Work task> Transcribe everything from "Skyline Medical Inc (NASDAQ:SKLN) priced" down to "Medical Inc (NASDAQ:SKLN)." in the Skyline Medical article below, word for word.

Page text>
· · · · · · ·

Skyline Medical Inc (NASDAQ:SKLN) priced for bankruptcy, caught some good news and emerged from the death spiral this week. Wall Street thinks that SKLN, a developer of the innovative STREAMWAY® waste fluid disposal system for medical applications, has made good progress and could be poised for future growth with an exceptional product. However, SKLN needs capital to make it all happen and you need to know this if you own or intent to open a position in Skyline Medical Inc (NASDAQ:SKLN).
Earlier in August, SKLN announced its second quarter 2016 financial results. Although there were several highlights, the most important point for traders and investors to note is that SKLN reported cash, cash equivalents and marketable securities of $2,140,165 at June 30, 2016. Revenue for the second quarter of 2016 was $85,422, compared with $234,012 for the second quarter of 2015. If that wasn’t enough to curb the bullish sentiment on SKLN, total operating expenses for the second quarter of 2016 were $2,609,937, compared with $1,146,558 for the second quarter of 2015. However, the company made it clear that it intends to increase authorized share capital to support the Company’s capital markets and funding strategy and to effect a reverse stock split. For the uninitiated, in the last SKLN’s annual meeting held in July, the votes to increase the number of authorized shares and to effect a reverse stock split did not exceed half of SKLN’s shares outstanding. The company has arranged a “Special Meeting of Stockholders” on September 15 to vote again on revised versions of those two proposals.
To further bolster its attempts to pacigy shareholders, SKLN on August 24th announced that Glass, Lewis & Co., Inc. and Institutional Shareholder Services, Inc (ISS) recommends that stockholders vote FOR management proposals to 1) increase the number of authorized shares of common stock to 200,000,000 from 100,000,000 and 2) effect a reverse stock split of its common stock at a ratio of between one-for-two and one-for-25 and a proportionate decrease in the number of authorized shares of common stock at the company’s Special Meeting of Stockholders to be held on September 15th.
It was on August 30th that the company really gained popularity on Wall street. SKLN announced that it has signed a letter of intent to form a joint venture with Electronic On-Ramp, Inc. (EOR), a Native American Indian, (8a) certified Small Disadvantaged Business owned by a Service Disabled Veteran. This was an excellent move by SKLN’s management team as “EOR’s Partner contracts with the U.S. National Institutes of Health (NIH) and Department of Defense are expected to provide Skyline Medical with access to bid on procurement contracts for up to $550 million or more in federal funds budgeted for health, security, life safety systems support, humanitarian assistance and disaster preparedness.” SKLN needs shareholders approval to make the agreement definitive. If that happens, the joint venture will be in operation by the end of the year. The joint venture, expected to be 51% owned by EOR, will bid to supply medical products for mobile operating rooms, among other activities. Looks like a Fibonacci Retracement play with plenty of upside. SKLN has retracement support at $.17 and $.15 with upside potential to the high $.20’s. Its quite possible that SKLN could breakout further if traders cozy up to it looking for outsized gains.

· · · · · · ·

Extracted data>
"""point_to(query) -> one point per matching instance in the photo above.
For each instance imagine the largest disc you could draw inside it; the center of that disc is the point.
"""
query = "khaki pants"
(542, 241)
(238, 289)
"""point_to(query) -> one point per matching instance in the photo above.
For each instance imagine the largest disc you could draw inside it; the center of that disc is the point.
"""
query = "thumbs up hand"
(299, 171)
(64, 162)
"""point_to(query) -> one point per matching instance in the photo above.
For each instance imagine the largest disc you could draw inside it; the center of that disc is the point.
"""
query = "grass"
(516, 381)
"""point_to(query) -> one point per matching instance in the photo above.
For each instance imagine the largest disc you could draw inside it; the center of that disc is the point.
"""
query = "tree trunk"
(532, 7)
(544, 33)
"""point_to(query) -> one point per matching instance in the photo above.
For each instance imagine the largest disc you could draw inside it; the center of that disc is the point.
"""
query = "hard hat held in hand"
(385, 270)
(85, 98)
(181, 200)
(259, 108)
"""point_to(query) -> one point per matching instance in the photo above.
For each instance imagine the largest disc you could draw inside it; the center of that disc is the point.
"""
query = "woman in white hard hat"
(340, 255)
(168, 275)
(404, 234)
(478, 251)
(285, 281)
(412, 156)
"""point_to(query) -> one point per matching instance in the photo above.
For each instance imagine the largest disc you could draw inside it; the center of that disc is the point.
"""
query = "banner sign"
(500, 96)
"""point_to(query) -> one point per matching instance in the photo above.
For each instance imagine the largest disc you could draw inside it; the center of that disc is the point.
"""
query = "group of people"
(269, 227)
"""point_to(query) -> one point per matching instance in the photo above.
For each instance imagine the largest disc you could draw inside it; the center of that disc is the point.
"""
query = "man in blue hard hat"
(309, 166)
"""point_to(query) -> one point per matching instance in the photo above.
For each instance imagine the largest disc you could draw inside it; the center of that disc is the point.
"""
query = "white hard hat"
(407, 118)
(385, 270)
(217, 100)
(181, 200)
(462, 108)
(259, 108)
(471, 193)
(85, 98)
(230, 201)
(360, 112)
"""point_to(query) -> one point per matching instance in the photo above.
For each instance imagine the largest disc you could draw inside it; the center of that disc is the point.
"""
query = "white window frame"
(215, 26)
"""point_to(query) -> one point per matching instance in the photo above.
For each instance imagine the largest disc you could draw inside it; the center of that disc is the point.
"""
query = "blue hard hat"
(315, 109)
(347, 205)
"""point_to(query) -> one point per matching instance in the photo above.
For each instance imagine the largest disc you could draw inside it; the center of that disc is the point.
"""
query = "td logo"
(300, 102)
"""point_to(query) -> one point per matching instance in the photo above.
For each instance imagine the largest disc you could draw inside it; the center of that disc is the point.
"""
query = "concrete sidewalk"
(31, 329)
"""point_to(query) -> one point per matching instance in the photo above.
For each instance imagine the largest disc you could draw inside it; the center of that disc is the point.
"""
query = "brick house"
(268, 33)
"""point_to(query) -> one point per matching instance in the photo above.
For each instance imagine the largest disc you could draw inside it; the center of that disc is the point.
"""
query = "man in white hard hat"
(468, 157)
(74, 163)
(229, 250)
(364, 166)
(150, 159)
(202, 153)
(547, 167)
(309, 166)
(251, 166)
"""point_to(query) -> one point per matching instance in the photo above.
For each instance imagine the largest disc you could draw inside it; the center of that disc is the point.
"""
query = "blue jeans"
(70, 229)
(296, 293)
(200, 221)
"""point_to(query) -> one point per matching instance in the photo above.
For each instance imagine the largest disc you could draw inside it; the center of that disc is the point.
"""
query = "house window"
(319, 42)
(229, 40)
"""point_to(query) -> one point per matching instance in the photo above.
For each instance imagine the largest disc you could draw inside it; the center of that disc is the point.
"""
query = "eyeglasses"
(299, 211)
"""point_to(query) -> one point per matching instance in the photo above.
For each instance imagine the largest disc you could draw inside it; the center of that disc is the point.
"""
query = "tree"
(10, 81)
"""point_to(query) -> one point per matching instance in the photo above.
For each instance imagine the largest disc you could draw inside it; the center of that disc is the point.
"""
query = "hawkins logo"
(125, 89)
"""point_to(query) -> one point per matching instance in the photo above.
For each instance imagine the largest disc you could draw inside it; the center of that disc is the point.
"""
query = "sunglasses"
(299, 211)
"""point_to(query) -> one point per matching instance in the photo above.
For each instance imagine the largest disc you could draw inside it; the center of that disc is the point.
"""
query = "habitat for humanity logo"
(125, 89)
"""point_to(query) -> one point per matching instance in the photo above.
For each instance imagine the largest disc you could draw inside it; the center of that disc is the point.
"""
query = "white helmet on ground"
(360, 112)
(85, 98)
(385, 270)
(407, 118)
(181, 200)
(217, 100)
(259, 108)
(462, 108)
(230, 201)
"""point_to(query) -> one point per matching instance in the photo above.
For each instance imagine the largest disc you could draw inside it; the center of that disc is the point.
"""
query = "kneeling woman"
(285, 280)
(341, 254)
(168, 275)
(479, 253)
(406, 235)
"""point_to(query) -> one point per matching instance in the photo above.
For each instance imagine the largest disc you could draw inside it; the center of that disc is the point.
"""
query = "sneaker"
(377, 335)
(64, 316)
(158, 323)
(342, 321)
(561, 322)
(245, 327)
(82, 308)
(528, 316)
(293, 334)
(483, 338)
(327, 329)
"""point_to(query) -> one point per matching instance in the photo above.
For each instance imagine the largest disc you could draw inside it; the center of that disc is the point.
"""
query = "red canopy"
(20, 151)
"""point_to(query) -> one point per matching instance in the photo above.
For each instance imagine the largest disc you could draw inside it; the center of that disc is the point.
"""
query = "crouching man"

· · · · · · ·

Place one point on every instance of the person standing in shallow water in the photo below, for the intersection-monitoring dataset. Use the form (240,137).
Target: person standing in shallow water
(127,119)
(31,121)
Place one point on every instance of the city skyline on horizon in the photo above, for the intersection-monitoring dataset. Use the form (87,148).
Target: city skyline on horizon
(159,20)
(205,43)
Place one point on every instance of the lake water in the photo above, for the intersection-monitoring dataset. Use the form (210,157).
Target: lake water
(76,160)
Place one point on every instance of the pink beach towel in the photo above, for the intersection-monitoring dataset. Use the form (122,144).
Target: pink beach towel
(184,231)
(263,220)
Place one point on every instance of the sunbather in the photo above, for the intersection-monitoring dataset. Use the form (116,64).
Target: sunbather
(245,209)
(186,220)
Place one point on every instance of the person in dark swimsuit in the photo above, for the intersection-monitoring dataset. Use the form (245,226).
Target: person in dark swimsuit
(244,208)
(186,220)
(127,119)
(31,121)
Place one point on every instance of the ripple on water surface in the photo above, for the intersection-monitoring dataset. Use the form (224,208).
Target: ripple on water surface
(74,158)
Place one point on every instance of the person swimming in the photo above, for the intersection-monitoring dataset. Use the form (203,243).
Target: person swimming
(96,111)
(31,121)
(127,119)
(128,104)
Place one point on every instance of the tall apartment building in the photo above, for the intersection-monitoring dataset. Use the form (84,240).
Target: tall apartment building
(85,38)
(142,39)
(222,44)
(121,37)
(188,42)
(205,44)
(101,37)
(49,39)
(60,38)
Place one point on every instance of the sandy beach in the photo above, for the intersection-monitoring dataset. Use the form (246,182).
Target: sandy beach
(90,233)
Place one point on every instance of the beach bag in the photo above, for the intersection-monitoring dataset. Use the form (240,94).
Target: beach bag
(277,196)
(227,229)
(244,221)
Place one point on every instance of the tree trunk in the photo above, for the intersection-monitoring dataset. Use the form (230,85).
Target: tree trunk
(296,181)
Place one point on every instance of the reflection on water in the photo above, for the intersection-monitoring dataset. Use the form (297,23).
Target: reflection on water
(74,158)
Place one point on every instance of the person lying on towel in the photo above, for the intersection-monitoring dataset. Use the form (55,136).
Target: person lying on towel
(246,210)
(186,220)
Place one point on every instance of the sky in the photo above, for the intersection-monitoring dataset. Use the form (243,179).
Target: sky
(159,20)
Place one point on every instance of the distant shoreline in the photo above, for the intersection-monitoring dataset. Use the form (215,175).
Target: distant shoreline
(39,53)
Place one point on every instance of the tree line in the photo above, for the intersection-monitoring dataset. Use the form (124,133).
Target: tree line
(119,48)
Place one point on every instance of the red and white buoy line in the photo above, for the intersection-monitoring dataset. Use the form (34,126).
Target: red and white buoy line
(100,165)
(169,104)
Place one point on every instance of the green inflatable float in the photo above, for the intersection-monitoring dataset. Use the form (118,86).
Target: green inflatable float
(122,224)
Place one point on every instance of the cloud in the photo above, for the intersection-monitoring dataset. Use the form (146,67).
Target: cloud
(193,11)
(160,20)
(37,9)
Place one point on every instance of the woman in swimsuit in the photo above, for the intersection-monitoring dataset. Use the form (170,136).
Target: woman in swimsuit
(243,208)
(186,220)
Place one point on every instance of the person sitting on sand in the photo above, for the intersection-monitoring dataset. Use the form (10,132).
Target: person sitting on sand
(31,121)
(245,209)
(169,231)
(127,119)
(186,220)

· · · · · · ·

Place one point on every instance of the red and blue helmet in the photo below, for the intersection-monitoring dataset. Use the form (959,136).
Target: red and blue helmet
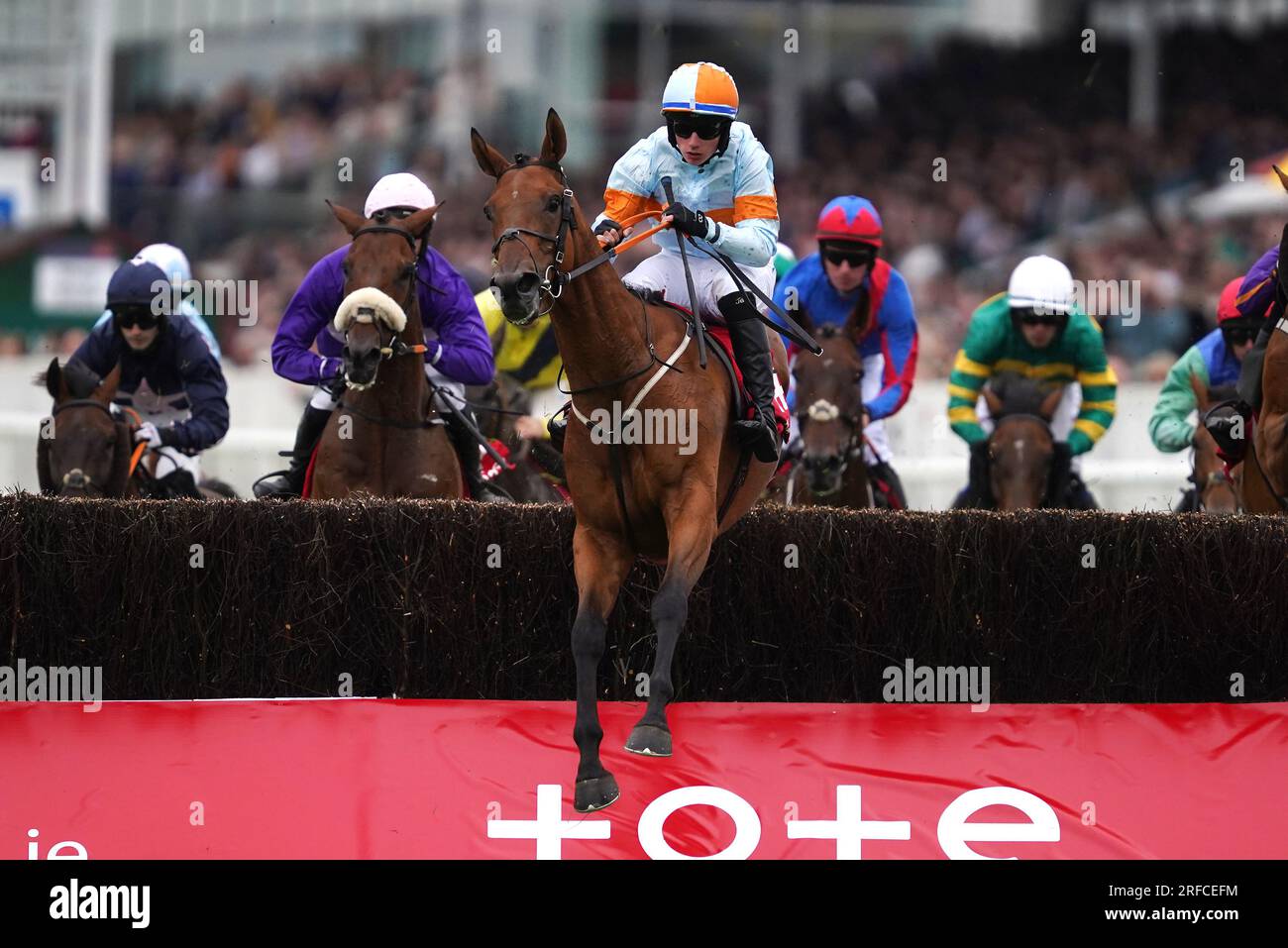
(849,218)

· · · · · · ·

Exercise result>
Skyline Medical Inc (NASDAQ:SKLN) priced for bankruptcy, caught some good news and emerged from the death spiral this week. Wall Street thinks that SKLN, a developer of the innovative STREAMWAY® waste fluid disposal system for medical applications, has made good progress and could be poised for future growth with an exceptional product. However, SKLN needs capital to make it all happen and you need to know this if you own or intent to open a position in Skyline Medical Inc (NASDAQ:SKLN).